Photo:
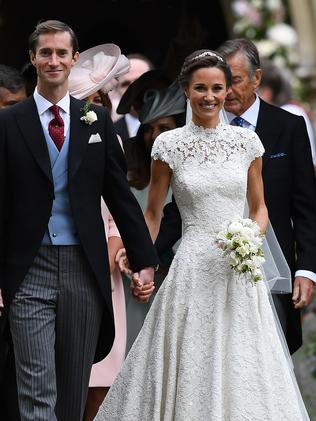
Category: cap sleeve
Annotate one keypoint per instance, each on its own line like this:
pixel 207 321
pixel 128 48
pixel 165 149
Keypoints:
pixel 162 150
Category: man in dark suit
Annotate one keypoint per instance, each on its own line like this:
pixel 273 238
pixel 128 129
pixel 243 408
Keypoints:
pixel 289 182
pixel 57 158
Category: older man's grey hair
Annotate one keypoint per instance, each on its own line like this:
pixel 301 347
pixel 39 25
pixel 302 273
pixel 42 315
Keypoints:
pixel 242 46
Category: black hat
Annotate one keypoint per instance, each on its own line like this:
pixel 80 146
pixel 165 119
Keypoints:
pixel 133 96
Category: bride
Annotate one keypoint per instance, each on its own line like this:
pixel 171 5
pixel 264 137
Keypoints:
pixel 209 349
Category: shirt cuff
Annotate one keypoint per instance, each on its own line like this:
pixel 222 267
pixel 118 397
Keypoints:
pixel 307 274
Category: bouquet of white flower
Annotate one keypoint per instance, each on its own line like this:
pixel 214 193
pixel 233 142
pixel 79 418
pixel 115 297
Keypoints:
pixel 242 243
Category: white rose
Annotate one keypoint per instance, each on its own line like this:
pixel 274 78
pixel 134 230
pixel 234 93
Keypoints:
pixel 235 227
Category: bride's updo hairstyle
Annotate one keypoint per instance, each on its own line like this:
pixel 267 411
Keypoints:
pixel 201 59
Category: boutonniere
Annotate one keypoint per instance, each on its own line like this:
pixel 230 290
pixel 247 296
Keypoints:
pixel 88 117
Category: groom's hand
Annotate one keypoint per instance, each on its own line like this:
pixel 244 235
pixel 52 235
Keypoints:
pixel 303 292
pixel 142 285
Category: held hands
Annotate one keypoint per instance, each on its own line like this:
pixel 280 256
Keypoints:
pixel 142 285
pixel 122 262
pixel 303 292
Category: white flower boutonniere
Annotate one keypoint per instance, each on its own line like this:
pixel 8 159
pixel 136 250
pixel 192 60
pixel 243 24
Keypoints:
pixel 89 117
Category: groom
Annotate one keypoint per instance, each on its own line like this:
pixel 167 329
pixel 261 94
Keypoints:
pixel 56 161
pixel 289 182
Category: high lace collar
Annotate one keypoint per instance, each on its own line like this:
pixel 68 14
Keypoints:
pixel 195 129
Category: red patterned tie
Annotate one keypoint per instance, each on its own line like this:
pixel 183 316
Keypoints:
pixel 56 127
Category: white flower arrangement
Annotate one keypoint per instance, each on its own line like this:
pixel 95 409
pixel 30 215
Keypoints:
pixel 242 241
pixel 89 117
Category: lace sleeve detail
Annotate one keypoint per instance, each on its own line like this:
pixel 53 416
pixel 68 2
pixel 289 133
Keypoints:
pixel 162 150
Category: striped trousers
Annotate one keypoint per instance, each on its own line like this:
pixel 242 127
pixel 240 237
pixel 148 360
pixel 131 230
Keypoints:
pixel 54 319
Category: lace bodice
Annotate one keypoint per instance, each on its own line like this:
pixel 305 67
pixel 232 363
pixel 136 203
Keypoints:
pixel 210 169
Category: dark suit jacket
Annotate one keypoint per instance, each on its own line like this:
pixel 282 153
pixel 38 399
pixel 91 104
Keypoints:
pixel 290 195
pixel 27 193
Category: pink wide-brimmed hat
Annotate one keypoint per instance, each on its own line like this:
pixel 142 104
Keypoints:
pixel 98 68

________________________________________

== GOAL OF THE EXERCISE ==
Could the lines from the top of the material through the line with "pixel 243 408" be repeated exactly, pictures left out?

== YOUR SOLUTION ==
Photo:
Category: cap sleeve
Annotate one keypoint per instance, each on its own line like this:
pixel 207 321
pixel 128 48
pixel 165 149
Keypoints:
pixel 162 150
Category: man in dark suit
Annotate one keypoint per instance, each on its own line like this:
pixel 273 238
pixel 128 129
pixel 243 408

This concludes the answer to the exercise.